Stated goal
Write out everything from the line containing "target | accenture logo on jersey" down to the line containing "(1086, 168)" in the entries below, both lines included, with no changes.

Material for this task

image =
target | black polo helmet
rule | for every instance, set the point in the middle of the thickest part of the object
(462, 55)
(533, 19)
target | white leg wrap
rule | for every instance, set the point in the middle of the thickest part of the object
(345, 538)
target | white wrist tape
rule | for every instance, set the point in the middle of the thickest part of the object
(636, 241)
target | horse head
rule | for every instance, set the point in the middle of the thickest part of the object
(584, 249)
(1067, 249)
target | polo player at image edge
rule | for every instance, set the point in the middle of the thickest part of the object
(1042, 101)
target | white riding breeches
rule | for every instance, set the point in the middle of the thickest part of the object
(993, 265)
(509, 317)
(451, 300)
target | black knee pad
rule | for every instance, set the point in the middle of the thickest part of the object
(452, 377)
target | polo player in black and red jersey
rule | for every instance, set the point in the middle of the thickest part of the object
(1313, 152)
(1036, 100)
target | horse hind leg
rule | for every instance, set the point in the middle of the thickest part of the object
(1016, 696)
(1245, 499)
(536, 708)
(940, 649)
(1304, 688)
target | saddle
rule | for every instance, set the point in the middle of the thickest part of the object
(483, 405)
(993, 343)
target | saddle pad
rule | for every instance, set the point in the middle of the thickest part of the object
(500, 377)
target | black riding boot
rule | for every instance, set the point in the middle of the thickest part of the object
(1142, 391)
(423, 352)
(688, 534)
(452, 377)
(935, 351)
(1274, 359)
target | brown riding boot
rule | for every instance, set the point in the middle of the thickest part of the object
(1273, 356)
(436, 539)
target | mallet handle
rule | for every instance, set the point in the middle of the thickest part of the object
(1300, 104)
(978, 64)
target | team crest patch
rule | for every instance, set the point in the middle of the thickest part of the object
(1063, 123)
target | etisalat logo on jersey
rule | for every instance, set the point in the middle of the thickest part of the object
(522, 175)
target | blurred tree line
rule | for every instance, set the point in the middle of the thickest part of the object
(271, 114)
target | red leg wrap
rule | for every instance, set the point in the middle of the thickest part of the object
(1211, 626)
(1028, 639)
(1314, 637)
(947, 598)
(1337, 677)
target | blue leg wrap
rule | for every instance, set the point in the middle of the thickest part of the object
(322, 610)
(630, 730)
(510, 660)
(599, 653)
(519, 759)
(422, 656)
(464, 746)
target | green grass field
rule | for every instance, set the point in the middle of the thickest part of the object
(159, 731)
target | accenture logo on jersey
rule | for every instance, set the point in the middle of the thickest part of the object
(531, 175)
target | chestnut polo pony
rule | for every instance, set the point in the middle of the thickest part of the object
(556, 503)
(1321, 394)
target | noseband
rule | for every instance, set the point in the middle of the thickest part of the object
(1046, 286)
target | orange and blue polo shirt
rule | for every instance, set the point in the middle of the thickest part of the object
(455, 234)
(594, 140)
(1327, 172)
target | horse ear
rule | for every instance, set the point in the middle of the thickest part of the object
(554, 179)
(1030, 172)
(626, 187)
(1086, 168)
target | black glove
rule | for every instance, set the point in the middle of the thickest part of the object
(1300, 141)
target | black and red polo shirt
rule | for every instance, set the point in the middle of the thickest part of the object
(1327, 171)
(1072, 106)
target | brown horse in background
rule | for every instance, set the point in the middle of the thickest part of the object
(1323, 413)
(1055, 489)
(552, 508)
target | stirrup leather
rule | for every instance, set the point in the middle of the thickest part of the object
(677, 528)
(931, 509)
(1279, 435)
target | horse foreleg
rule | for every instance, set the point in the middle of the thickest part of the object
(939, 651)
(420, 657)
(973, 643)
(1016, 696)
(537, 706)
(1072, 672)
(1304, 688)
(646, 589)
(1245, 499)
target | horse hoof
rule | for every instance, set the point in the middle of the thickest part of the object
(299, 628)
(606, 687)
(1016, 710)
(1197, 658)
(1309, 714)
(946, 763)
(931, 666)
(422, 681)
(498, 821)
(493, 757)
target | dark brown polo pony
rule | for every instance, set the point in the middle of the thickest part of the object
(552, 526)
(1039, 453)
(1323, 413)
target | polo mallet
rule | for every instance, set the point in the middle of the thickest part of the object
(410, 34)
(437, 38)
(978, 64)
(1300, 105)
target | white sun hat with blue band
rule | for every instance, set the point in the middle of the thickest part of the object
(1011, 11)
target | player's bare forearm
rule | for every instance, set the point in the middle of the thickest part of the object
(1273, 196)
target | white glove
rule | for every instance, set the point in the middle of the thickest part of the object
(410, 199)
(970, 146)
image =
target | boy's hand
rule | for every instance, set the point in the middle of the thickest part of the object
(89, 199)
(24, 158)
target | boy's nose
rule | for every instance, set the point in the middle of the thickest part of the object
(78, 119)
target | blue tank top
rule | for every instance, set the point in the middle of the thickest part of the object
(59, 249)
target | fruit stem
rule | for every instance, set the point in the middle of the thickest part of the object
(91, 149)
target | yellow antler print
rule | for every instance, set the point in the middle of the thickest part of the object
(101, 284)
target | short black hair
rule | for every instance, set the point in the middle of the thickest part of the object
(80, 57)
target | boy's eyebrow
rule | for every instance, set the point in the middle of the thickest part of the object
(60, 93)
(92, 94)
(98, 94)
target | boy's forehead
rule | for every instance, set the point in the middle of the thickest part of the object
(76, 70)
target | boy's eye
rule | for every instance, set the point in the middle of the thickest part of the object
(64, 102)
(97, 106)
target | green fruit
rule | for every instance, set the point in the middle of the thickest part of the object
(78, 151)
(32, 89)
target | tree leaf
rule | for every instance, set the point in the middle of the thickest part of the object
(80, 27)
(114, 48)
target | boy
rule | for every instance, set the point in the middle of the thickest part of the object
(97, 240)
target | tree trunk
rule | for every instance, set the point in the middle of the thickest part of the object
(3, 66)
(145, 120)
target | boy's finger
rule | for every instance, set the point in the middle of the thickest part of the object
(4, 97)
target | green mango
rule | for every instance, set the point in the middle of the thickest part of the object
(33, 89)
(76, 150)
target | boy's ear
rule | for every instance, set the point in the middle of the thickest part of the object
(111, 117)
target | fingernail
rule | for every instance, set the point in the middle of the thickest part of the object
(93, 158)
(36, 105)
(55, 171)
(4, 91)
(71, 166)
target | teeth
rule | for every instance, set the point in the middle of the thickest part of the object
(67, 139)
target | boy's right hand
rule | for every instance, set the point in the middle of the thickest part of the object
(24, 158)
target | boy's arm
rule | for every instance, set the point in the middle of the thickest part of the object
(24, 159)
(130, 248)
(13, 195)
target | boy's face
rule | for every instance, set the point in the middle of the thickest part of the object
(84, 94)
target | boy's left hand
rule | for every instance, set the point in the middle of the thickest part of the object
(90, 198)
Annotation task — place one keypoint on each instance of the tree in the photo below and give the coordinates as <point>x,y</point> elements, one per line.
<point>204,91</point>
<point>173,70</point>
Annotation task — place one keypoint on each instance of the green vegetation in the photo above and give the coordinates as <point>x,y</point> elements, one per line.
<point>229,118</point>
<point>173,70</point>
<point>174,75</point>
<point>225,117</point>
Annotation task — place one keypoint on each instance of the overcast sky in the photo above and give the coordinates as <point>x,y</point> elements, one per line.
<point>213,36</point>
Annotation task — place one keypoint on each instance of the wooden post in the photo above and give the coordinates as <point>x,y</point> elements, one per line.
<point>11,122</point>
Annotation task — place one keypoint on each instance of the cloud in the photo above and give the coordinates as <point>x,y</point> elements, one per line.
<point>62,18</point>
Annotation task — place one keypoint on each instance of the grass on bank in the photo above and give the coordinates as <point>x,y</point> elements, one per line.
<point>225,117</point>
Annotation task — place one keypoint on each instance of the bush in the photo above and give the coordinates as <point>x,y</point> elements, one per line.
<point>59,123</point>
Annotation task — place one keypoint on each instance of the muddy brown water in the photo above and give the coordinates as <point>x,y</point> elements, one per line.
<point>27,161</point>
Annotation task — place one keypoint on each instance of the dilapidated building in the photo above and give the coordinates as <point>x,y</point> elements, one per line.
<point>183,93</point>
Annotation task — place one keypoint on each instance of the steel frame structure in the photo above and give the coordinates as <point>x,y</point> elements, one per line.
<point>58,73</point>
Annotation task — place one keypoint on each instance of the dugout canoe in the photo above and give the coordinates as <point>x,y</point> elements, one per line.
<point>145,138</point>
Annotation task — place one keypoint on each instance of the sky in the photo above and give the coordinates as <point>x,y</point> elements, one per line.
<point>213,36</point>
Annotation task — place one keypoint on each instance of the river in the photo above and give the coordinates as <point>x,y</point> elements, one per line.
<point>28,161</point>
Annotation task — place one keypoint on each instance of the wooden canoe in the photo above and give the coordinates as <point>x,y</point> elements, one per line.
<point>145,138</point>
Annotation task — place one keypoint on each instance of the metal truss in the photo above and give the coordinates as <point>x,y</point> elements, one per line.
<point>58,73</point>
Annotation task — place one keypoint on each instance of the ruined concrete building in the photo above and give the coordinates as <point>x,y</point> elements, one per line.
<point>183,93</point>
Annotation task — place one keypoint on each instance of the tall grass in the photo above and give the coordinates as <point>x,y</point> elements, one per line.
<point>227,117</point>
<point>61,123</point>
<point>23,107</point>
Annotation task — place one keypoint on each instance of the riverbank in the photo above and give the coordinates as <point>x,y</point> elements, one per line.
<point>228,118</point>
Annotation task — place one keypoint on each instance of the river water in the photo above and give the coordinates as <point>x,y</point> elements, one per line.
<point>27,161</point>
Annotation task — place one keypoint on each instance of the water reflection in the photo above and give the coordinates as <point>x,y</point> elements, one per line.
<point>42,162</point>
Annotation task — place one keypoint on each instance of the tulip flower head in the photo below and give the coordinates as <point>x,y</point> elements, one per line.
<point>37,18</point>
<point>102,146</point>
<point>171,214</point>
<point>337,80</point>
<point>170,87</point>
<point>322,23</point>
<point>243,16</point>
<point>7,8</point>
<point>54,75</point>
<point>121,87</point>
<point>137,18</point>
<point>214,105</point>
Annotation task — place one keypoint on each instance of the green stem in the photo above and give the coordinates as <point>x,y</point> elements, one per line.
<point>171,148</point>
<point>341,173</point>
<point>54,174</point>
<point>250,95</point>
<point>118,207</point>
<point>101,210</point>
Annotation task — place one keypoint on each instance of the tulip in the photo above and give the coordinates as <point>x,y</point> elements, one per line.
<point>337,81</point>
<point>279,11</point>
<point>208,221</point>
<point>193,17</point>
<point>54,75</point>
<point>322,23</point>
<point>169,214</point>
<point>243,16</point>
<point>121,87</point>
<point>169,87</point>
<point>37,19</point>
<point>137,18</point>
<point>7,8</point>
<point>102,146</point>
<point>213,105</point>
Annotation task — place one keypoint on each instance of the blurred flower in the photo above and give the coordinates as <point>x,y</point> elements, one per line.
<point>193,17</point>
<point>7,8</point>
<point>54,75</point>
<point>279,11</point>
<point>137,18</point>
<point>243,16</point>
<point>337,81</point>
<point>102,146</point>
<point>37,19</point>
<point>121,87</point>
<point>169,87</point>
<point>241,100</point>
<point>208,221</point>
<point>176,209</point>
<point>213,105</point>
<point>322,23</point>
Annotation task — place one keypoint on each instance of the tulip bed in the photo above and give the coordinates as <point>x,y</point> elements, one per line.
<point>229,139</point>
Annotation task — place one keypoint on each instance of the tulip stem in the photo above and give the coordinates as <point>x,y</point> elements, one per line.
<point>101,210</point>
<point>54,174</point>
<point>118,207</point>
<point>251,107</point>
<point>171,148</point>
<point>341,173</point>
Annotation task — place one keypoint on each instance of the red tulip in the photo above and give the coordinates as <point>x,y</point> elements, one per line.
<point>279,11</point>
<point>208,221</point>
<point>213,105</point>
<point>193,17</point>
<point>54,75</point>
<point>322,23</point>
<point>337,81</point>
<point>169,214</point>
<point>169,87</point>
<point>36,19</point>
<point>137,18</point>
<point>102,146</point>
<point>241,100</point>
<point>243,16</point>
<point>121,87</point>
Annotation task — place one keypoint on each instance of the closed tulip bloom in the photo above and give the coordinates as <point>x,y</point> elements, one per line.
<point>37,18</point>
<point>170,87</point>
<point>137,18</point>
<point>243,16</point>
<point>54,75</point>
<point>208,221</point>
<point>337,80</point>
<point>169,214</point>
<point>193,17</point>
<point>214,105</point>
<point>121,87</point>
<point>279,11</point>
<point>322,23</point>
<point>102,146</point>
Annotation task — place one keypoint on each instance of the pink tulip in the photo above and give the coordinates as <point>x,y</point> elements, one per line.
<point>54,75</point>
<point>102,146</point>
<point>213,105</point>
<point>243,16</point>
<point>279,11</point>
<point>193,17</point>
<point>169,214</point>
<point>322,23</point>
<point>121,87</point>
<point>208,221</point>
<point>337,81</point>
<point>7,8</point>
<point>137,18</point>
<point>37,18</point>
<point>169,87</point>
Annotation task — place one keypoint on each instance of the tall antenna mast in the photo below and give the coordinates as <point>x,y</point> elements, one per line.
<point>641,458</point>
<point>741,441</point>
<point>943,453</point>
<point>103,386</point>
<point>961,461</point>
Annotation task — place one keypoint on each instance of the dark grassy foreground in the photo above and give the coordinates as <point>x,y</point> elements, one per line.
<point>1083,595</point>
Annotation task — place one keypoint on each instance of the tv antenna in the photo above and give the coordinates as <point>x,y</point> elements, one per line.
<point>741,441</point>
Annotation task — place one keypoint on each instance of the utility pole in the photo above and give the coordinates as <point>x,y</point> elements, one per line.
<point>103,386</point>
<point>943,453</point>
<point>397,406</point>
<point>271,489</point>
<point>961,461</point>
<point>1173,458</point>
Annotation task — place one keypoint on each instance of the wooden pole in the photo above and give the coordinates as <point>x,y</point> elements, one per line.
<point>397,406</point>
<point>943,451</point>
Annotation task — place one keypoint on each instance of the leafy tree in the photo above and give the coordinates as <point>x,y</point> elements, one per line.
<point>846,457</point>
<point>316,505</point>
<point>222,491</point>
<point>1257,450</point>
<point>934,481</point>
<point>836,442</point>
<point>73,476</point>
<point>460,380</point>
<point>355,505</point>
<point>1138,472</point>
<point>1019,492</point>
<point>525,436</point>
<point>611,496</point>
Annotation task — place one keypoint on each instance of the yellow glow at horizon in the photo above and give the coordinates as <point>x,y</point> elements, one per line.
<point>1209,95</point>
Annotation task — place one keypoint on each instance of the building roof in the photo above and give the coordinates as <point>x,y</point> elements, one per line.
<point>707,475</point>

Full output
target | accenture logo on jersey
rule | for every instance, set the point in the middle of the thickest part of the object
(531, 175)
target | chestnut polo pony
rule | for every instance, set the point in the middle of the thickest part of the object
(556, 503)
(1321, 394)
target | noseband
rule | for every instance, set the point in the middle of the thickest part of the object
(1046, 286)
target | orange and blue polo shirt
rule | for every instance, set the point in the middle of the thickest part of the object
(455, 234)
(594, 140)
(1327, 172)
target | horse ear
rule | for every instance, set the point in the middle of the thickest part of the object
(554, 179)
(1030, 172)
(626, 187)
(1086, 168)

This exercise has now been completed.